(DOCUMENT PASSAGE)
########
I'm not sure where your getting your assumptions about what i burn or how i transport it and what that has to do with my experience with washed coal? i burn western pa bituminous, and transport it myself, not washed fyi; however you are correct transportation does liberate fines from coal.

"But as much as your right for uneducated folks not to scare others, its just as wrong to tell the same folks that its clean and safe as anything else"

It can, with the proper equiptment and procedures be as clean and safe as anything else. If you're ever in Buffalo, feel free to stop by and you can check my house with a white glove if you wish... and i burn coal that has an even worse rep. than anthracite.

"And even if you dump a bucket of coal in a top loader, I guarantee you theres coal dust in the air. Is it deadly, maybe not. But sure ain’t great for lungs."

No, there is not. having a top loader with a proper chimney draft there will be NO dust, the fines are sucked into the stove.

"Lets be real, if coal which was used for many, many years especially in PA. and my area in particular, is so great. Why did so many people switch to other forms of heating? Certainly not because coal pricing was/is more expensive than electric, propane, gas, etc. Its because it can be dirty more often than not, and because of health reason more often than not. I have relatives that used it for many years with related health problems. Ive seen what it can do, and there is a reason its not as popular anymore. Thats a fact that can’t be dismissed. Not to say you will/do have a problem, but others have. Coal round here is about 120 a ton, when my parents changed from it after burning for years with it, it was 90 a ton last they bought it. That was about in the later 90’s. Coal hasn’t gone up much as other fuels have. Its not in the demand it used to be in. And theres a reason for that."

the reason people switch away from coal is due the the ease with which other fuels heat the home; i have never said it isn't more work, but if care is taken there doesn't have to be one bit of coaldust in the home. 

"Burn all you want, its your right, and your choice. If others want to burn it, more power to them. But don’t assume someone that doesn’t view coal usage same as you, is merely shooting uninformed advice (although I am sure it does happen as with anything else). Nothing wrong with a person interested in possibly using coal, wood or anything else, getting advice on both the good & bad about using any one of them."

that's fine, i'm just here to make sure that the "Bad" about using it is accurate.


----------



## Hogwildz (Jan 24, 2008)

Berlin,
what are your burning your coal in? Stove, furnace?


----------



## swestall (Jan 24, 2008)

Burn wood in the fireplace, it is prettier and safer because that is what the fireplace was designed to burn....


----------



## hookspacken (Jan 24, 2008)

Berlin, Chill out....When I said "I believe" that meant that "I THINK....ie: possibly......" I dont claim to be all knowing, just trying to help a bit.
 I didnt know you were the Coal Sergent in charge, didnt mean to challenge your authority.
 From now on, maybe Web should direct all coal questions to you directly. Seems like you are going to pick whatever someone else thinks apart anyway. Please excuse me for "thinking" I will return to my corner and sit quietly now......


----------



## berlin (Jan 24, 2008)
########
(PROBLEMS AND TASKS)
(a) Using the coal-heating forum thread, decide whether each statement agrees with it: (i) the poster answering the quoted objections burns unwashed western PA bituminous coal; (ii) coal in the objecting poster's area currently costs about 90 a ton; (iii) swestall advises burning wood in the fireplace. Answer yes or no for each and quote the deciding words.
(b) Please name the city where, according to the coal-heating forum thread, readers may stop by to check the coal burner's house with a white glove.
(c) Resume the coal-heating forum thread after its last line, writing the post that follows the header for berlin.

(INFORMATION PROVIDED)
########
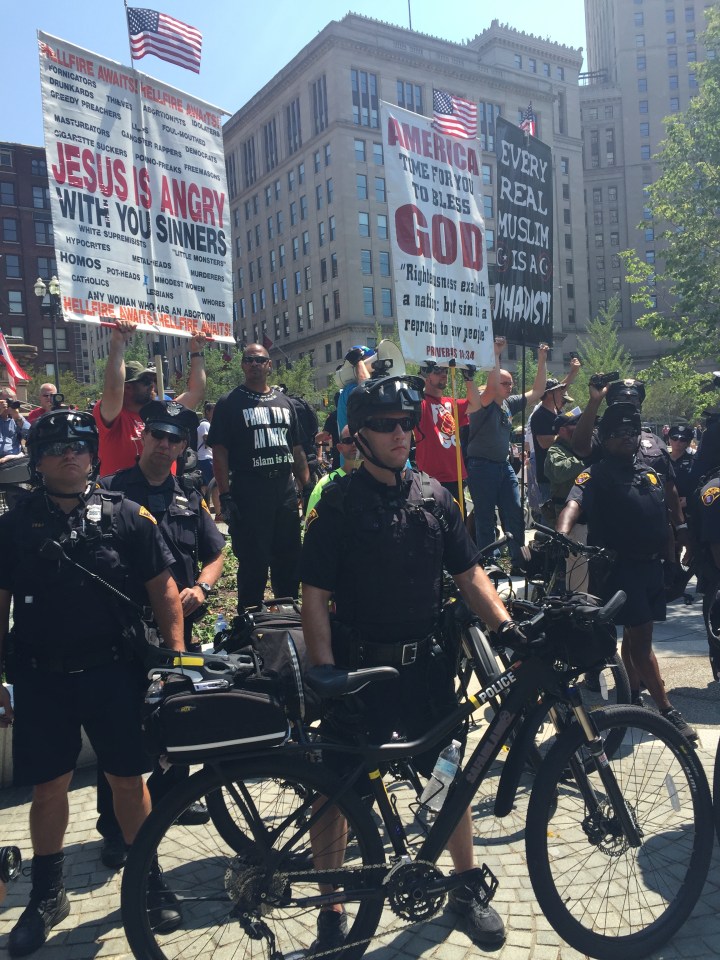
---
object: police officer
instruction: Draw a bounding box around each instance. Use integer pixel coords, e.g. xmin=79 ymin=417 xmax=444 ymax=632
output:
########
(TASK ANSWERS)
(a)
(i) Yes: "i burn western pa bituminous, and transport it myself, not washed fyi"
(ii) No: "Coal round here is about 120 a ton"
(iii) Yes: "Burn wood in the fireplace, it is prettier and safer because that is what the fireplace was designed to burn...."

(b) Buffalo.

(c)
easy, killer.

i have no problem with anyone thinking, but i don't like misinforming people about a heat source that is already very misunderstood.


I have two bituminous specific stoves of my own design, one is used 99% of the time the other for backup.  My main stove is top loading and i wouldn't have it any other way, dump a bucket in, the fines are sucked into the stove by the draft and the bucket goes next to the stove for the next trip outside to the coal bin.


----------



## crazy_dan (Jan 24, 2008)

When I lived in MT I Had a wood/coal stove and never had an ash problem, of course it was oil soaked so it was oily which was probably just as bad.
I burned anthracite all the time. Boy did it throw the heat.


----------



## dumbodog00 (Jan 24, 2008)

While on the subject of coal, does anyone know how the grading system works?  What are the numbers associated wih it and which is better?  I know that 6 is better than 5, but that is about it.  Any insight would be helpful!


----------



## 894yard (Feb 6, 2008)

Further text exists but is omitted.